_MATERIAL FOR THE TASK_:
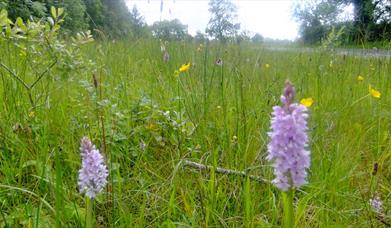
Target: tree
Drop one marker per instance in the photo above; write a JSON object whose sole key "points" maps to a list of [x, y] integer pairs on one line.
{"points": [[317, 18], [138, 22], [222, 23], [75, 16], [169, 30]]}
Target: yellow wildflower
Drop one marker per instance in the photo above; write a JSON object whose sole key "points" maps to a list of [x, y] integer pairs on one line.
{"points": [[374, 92], [307, 102], [184, 68]]}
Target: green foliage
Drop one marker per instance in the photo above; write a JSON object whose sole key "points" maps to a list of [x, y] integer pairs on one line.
{"points": [[257, 38], [111, 18], [40, 50], [333, 39], [371, 22], [222, 25], [169, 30]]}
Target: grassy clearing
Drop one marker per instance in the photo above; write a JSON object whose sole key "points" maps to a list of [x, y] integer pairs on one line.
{"points": [[146, 120]]}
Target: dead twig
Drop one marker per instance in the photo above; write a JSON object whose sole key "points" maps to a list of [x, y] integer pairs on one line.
{"points": [[222, 170]]}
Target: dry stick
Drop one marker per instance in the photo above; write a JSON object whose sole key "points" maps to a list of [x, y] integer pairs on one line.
{"points": [[224, 171]]}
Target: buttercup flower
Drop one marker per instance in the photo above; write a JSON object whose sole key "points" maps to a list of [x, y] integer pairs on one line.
{"points": [[93, 173], [307, 102], [288, 142], [184, 68]]}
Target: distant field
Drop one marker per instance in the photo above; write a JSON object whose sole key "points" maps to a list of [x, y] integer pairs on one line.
{"points": [[147, 120]]}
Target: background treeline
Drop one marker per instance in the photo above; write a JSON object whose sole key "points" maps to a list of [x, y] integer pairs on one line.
{"points": [[109, 17], [324, 19]]}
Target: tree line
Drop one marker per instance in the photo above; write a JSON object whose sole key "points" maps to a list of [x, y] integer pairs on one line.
{"points": [[320, 19], [110, 17]]}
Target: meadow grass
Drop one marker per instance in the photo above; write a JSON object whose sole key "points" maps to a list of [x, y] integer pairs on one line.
{"points": [[145, 121]]}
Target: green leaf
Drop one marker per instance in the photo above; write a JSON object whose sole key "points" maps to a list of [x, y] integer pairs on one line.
{"points": [[53, 12], [51, 21], [20, 24]]}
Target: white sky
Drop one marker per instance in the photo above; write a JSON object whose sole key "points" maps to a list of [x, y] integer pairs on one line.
{"points": [[270, 18]]}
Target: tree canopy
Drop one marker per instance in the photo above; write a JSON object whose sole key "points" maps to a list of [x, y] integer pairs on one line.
{"points": [[222, 23], [111, 17], [371, 20]]}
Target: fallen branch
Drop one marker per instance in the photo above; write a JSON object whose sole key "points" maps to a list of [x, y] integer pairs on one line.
{"points": [[222, 170]]}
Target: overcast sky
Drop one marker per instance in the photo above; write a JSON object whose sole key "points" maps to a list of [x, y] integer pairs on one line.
{"points": [[270, 18]]}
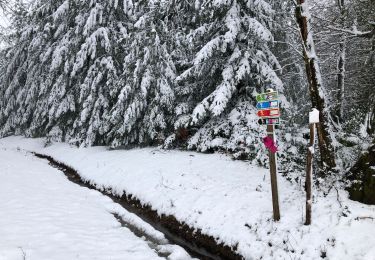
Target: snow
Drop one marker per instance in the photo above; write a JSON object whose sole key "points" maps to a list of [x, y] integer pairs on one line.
{"points": [[44, 216], [229, 200], [314, 116]]}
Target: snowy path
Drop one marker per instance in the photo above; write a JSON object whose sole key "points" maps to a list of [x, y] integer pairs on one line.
{"points": [[44, 216], [228, 200]]}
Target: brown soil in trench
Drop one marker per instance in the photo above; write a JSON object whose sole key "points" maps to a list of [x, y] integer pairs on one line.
{"points": [[193, 241]]}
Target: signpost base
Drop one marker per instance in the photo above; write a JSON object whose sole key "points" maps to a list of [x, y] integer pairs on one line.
{"points": [[273, 172]]}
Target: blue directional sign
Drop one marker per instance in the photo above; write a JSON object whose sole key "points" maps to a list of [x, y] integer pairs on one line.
{"points": [[268, 104]]}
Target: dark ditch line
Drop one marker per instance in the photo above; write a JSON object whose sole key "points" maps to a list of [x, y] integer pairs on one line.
{"points": [[193, 241]]}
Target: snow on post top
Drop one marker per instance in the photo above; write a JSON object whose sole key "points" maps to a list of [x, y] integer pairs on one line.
{"points": [[314, 116]]}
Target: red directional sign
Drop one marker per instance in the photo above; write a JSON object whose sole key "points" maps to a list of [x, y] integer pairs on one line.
{"points": [[269, 112]]}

_WHAT YOU NEED TO DO_: Taking the line with "Target: buttercup flower" as the first and the line with "Target: white sky" as the last, retype that stretch of the data above exactly, with no other lines.

_RESULT FOR THIS EXERCISE_:
Target: buttercup flower
Drop one marker per instance in the photo above; write a JSON object whose sole key "points" maps to a list of [x, y] integer pairs on one line.
{"points": [[93, 173], [307, 102], [288, 142], [184, 68]]}
Target: distant field
Drop one marker per instance in the photo above; write a JSON object whose sole key "points" maps to a list of [x, y] integer pairs on one line.
{"points": [[147, 120]]}
Target: background treeline
Drop one marker per instance in the photo above; write a JSON object whose sole key "points" maps to a list of [x, y] integer pairs on one line.
{"points": [[109, 17], [324, 19]]}
Target: tree line
Drop one marker per instance in the photo above; write a JSON object whose sole key "points" maps to a list of [x, y] integer pairs on one line.
{"points": [[320, 19], [110, 17]]}
Target: meadow grass
Drop one marker per instance in the photo above; write a JSON object whose sole key "points" maps to a list of [x, y] integer pairs on one line.
{"points": [[145, 121]]}
Target: green leaf
Drop one marker per instance in the photo above; write a JSON object whose sole key "points" maps to a list of [x, y] integer pairs on one line.
{"points": [[53, 12], [51, 21], [20, 24]]}
Target: white sky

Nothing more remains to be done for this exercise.